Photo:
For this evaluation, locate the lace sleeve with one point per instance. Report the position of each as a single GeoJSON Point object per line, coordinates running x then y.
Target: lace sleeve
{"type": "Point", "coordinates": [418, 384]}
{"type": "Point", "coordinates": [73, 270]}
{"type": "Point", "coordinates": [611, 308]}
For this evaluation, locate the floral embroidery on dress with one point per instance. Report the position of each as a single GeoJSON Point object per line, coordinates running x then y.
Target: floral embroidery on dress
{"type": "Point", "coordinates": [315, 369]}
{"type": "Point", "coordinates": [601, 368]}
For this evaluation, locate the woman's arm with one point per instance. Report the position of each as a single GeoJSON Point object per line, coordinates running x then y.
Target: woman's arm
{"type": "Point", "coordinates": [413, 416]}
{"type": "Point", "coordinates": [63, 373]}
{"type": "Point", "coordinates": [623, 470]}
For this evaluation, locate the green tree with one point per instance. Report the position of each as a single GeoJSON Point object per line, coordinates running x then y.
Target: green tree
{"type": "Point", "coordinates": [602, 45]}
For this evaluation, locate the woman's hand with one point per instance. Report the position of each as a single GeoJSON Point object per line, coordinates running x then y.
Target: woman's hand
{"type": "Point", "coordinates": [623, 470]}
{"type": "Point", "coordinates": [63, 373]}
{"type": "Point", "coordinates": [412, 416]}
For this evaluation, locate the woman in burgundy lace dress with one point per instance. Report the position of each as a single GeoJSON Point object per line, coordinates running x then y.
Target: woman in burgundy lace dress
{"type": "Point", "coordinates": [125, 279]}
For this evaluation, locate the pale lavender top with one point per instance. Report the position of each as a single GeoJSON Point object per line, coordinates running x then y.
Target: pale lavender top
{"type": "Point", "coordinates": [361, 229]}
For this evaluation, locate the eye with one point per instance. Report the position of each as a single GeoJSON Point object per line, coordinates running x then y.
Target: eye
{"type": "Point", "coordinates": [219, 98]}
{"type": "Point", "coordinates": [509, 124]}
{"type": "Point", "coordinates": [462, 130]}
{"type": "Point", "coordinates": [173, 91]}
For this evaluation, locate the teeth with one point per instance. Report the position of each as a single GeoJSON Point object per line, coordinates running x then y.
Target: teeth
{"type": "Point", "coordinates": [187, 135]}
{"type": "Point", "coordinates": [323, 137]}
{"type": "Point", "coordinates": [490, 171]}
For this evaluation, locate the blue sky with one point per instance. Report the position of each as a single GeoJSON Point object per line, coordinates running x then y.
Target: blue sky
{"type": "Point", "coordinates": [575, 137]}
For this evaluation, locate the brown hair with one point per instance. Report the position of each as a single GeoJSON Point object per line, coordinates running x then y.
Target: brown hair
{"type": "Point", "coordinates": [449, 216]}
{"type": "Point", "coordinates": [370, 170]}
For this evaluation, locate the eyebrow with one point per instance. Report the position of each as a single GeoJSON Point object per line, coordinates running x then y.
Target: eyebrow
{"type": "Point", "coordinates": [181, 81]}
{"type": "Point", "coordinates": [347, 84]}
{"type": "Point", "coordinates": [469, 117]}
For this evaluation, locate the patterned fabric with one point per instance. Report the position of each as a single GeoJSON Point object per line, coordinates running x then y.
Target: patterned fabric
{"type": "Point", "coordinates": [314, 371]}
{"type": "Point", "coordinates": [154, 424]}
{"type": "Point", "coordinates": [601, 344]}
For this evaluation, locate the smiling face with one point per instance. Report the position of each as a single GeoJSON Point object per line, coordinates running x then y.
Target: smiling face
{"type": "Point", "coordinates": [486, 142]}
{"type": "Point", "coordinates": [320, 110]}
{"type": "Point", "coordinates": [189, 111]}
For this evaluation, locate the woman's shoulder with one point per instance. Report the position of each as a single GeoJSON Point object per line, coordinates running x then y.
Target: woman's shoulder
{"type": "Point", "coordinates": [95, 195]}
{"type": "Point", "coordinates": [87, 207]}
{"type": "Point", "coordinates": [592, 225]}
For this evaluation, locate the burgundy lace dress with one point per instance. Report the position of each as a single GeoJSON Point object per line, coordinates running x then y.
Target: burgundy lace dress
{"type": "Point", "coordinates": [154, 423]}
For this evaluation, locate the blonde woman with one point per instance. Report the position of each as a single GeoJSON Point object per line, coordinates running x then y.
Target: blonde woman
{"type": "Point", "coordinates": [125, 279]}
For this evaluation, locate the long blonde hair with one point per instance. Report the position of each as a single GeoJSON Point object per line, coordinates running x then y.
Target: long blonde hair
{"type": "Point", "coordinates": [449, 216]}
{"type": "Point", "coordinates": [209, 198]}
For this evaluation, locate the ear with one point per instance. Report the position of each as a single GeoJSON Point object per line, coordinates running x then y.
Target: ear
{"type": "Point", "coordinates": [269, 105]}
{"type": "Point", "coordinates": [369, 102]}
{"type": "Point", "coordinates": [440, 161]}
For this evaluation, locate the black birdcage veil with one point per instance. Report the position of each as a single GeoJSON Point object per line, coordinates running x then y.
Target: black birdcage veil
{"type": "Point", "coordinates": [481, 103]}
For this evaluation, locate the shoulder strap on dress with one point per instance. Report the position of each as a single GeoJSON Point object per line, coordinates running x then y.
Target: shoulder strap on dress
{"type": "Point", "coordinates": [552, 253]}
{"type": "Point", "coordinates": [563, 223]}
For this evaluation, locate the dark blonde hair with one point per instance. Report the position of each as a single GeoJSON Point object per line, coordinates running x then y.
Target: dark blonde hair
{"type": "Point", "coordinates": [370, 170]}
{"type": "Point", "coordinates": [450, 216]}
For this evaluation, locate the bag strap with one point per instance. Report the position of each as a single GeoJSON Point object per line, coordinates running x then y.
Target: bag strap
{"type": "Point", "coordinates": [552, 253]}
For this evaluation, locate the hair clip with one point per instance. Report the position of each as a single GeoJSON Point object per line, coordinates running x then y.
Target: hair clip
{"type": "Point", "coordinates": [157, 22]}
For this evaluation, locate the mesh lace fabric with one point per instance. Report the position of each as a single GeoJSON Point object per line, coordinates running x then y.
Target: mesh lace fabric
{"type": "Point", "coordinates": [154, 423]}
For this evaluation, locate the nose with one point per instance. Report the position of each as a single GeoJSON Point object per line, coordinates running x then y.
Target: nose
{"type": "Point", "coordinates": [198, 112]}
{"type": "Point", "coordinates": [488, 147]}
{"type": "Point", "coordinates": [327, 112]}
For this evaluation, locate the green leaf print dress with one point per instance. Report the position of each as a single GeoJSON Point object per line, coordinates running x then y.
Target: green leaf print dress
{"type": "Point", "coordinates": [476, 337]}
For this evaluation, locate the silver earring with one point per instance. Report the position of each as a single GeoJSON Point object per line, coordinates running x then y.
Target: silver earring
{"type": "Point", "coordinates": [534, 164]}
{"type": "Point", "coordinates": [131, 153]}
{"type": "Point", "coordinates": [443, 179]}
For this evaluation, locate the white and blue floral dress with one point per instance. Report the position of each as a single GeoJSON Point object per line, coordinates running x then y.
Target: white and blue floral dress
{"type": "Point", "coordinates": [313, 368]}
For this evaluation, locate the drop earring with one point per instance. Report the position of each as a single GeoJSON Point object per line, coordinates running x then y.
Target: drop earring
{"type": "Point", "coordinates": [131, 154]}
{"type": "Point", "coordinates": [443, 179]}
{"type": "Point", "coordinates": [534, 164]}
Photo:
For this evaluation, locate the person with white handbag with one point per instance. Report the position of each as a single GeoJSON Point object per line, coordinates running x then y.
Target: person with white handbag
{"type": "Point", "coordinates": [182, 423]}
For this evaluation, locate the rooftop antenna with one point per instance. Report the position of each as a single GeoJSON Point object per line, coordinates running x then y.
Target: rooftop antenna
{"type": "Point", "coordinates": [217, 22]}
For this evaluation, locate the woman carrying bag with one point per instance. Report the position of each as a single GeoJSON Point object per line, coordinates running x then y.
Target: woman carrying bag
■ ■ ■ ■
Objective – Locate "For this evaluation, locate the rooftop" in the data above. Then repeat, exactly, its line and each line after it through the last, adding nothing.

Output –
For this evaluation, locate the rooftop antenna with one point per instance. Report the position of each as a single GeoJSON Point object per line, coordinates running x then y.
Target: rooftop antenna
{"type": "Point", "coordinates": [217, 22]}
For this evaluation, locate the woman carrying bag with one point per instance. Report the position of each as a single GeoJSON Point object per line, coordinates running x then y.
Target: woman carrying bag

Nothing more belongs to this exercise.